Data provided:
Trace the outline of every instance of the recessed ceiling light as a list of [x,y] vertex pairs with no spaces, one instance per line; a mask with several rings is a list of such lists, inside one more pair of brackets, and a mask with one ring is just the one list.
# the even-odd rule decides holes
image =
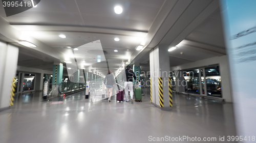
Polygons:
[[123,9],[120,6],[115,7],[114,10],[115,10],[115,12],[117,14],[121,14],[123,12]]
[[60,35],[59,35],[59,37],[62,38],[66,38],[66,36],[63,34],[60,34]]
[[136,48],[136,50],[139,51],[141,50],[143,48],[143,46],[142,45],[139,45]]
[[26,47],[36,47],[36,46],[33,44],[33,43],[31,43],[29,42],[28,42],[27,41],[23,41],[23,40],[22,40],[22,41],[20,41],[18,43],[20,45],[23,45],[23,46],[25,46]]
[[168,49],[168,51],[173,51],[173,50],[174,50],[175,49],[176,49],[177,48],[177,47],[172,47],[169,49]]
[[71,64],[71,63],[72,63],[72,62],[71,62],[70,61],[64,61],[64,62],[65,62],[65,63],[68,63],[68,64]]

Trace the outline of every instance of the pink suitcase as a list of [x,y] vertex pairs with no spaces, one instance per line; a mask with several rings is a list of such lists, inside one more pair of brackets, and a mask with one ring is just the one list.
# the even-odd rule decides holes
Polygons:
[[119,101],[119,102],[121,101],[123,102],[123,91],[117,90],[116,93],[116,102]]

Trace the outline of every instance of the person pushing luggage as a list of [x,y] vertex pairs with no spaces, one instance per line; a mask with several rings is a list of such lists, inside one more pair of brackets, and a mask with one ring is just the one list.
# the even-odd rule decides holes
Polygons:
[[[114,79],[114,75],[112,74],[112,72],[111,70],[108,71],[108,74],[106,74],[105,78],[103,80],[104,84],[106,85],[106,95],[109,98],[109,102],[110,102],[111,99],[111,95],[112,95],[113,88],[114,84],[115,82],[115,80]],[[110,94],[109,94],[109,91],[110,90]],[[110,96],[109,96],[109,94]]]
[[126,98],[126,102],[129,102],[129,95],[128,95],[128,90],[130,90],[130,95],[131,95],[131,100],[132,101],[132,103],[133,103],[133,77],[134,78],[134,80],[136,80],[136,76],[135,74],[131,69],[130,66],[127,66],[125,70],[123,73],[123,78],[126,77],[126,80],[123,80],[124,81],[124,94],[125,94],[125,97]]

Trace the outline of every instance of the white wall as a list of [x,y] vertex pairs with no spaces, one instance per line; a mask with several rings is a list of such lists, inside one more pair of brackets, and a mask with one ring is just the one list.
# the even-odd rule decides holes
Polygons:
[[199,68],[212,65],[219,64],[220,72],[221,76],[222,93],[223,98],[226,102],[232,102],[231,82],[227,55],[215,56],[203,60],[189,63],[184,65],[173,67],[170,71],[182,70],[187,69]]
[[[12,78],[16,76],[18,48],[0,42],[0,108],[9,105]],[[2,55],[3,54],[3,55]]]

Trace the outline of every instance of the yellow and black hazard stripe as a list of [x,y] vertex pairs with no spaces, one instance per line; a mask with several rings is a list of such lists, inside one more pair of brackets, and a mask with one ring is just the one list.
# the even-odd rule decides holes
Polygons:
[[169,105],[170,107],[173,107],[173,91],[172,91],[172,82],[170,80],[170,77],[168,78],[168,80],[169,81],[169,86],[168,93],[169,93]]
[[152,102],[152,91],[151,91],[151,78],[150,78],[150,102]]
[[54,84],[56,85],[56,81],[57,80],[57,69],[58,66],[56,65],[56,68],[55,68],[55,82],[54,82]]
[[9,106],[13,105],[13,101],[14,101],[14,97],[15,96],[14,93],[15,92],[15,88],[16,87],[15,81],[16,79],[15,78],[12,78],[12,88],[11,90],[11,97],[10,98],[10,103],[9,104]]
[[136,77],[137,77],[137,81],[136,81],[136,83],[137,83],[137,84],[139,84],[139,82],[138,81],[138,66],[136,66],[136,67],[137,67],[137,70],[136,70],[136,73],[137,73],[137,76],[136,76]]
[[159,94],[159,106],[163,107],[163,78],[158,77],[158,91]]

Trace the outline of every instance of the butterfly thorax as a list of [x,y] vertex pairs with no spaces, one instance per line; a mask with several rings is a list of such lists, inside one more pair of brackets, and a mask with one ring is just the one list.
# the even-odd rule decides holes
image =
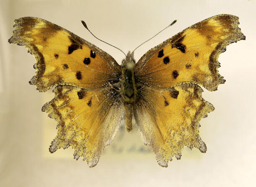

Required work: Reproduce every entry above word for word, leaving out the pictures.

Worked answer:
Trace the outline of every instance of the recessed ceiling light as a list of [x,y] vertex pairs with no spaces, one instance per line; a mask with several rings is a list of such lists, inside one more pair of brackets, and a mask with one ring is just the one list.
# the even-odd rule decides holes
image =
Polygons:
[[123,9],[120,6],[115,7],[114,10],[115,10],[115,12],[117,14],[121,14],[123,12]]
[[60,35],[59,35],[59,37],[62,38],[66,38],[66,36],[63,34],[60,34]]
[[136,48],[136,50],[139,51],[141,50],[143,48],[143,46],[142,45],[139,45]]
[[26,47],[36,47],[36,46],[33,44],[33,43],[31,43],[29,42],[28,42],[27,41],[23,41],[23,40],[22,40],[22,41],[20,41],[18,43],[20,45],[23,45],[23,46],[25,46]]
[[168,49],[168,51],[173,51],[173,50],[174,50],[175,49],[176,49],[177,48],[177,47],[172,47],[169,49]]
[[71,64],[71,63],[72,63],[72,62],[71,62],[70,61],[64,61],[64,62],[65,62],[65,63],[68,63],[68,64]]

Trace the outline of every instance of the pink suitcase as a list of [x,y] vertex pairs with no spaces, one instance per line; a mask with several rings is a list of such lists, inside one more pair of brackets, and a mask with one ring is just the one list.
# the even-odd rule decides holes
Polygons:
[[119,101],[119,102],[121,101],[123,102],[123,91],[117,90],[116,93],[116,102]]

Trace the outline of every instance of the person pushing luggage as a list of [x,y] vertex pairs with no spaces, one instance per line; a mask with several rings is a list of such lists, inside one more pair of brackets, and a mask with one ring is just the one list.
# the even-odd rule decides holes
Polygons:
[[[114,79],[114,75],[112,74],[112,72],[111,70],[108,71],[108,74],[106,74],[105,78],[103,80],[104,84],[106,85],[106,95],[109,98],[109,102],[110,102],[111,99],[111,95],[112,95],[113,88],[114,84],[115,82],[115,80]],[[110,94],[109,94],[109,91],[110,90]],[[110,96],[109,96],[109,94]]]
[[126,98],[126,102],[129,102],[129,95],[128,95],[128,90],[130,90],[130,95],[131,95],[131,100],[132,101],[132,103],[133,103],[133,77],[134,78],[134,80],[136,80],[136,76],[135,74],[131,69],[130,66],[127,66],[125,70],[123,73],[123,78],[126,77],[126,80],[123,80],[124,81],[124,94],[125,94],[125,97]]

Trace the outline of every instance of the white wall as a list of [x,y] vertex pairs with no spaces, one instance per line; a mask with several rings is a list of such lists, inside one more pair of brackets, and a mask with one ring is just the one list.
# the even-odd rule decides holes
Polygons:
[[199,68],[212,65],[219,64],[220,72],[221,76],[222,93],[223,98],[226,102],[232,102],[231,82],[227,55],[215,56],[203,60],[189,63],[184,65],[173,67],[170,71],[182,70],[187,69]]
[[[12,78],[16,76],[18,48],[0,42],[0,108],[9,105]],[[2,55],[3,54],[3,55]]]

Trace the outline of every instance of the yellow and black hazard stripe as a list of [x,y] vertex pairs with no spaces, one instance per line; a mask with several rings is a list of such lists, inside one more pair of brackets, and a mask with one ring is just the one list.
# the even-odd rule decides holes
Polygons:
[[169,105],[170,107],[173,107],[173,91],[172,91],[172,82],[170,80],[170,77],[168,78],[168,80],[169,81],[169,86],[168,93],[169,93]]
[[152,102],[152,91],[151,91],[151,78],[150,78],[150,102]]
[[54,84],[56,85],[56,81],[57,80],[57,69],[58,66],[56,65],[56,68],[55,68],[55,82],[54,82]]
[[9,106],[13,105],[13,101],[14,101],[14,97],[15,96],[14,93],[15,92],[15,88],[16,87],[15,81],[16,79],[15,78],[12,78],[12,88],[11,90],[11,97],[10,98],[10,103],[9,104]]
[[136,77],[137,77],[137,81],[136,81],[136,83],[137,83],[137,84],[139,84],[139,82],[138,81],[138,66],[136,66],[136,67],[137,67],[137,70],[136,70],[136,73],[137,73],[137,76],[136,76]]
[[159,94],[159,106],[163,107],[163,78],[158,77],[158,91]]

Trace the outline of every instance of the butterfly thorax as a list of [x,y] vertex pairs with no spaces, one instance per line; a mask with several rings is a list of such lists, inside one more pair of brackets, and a mask with one ring is just the one list.
# the even-odd rule decides holes
image =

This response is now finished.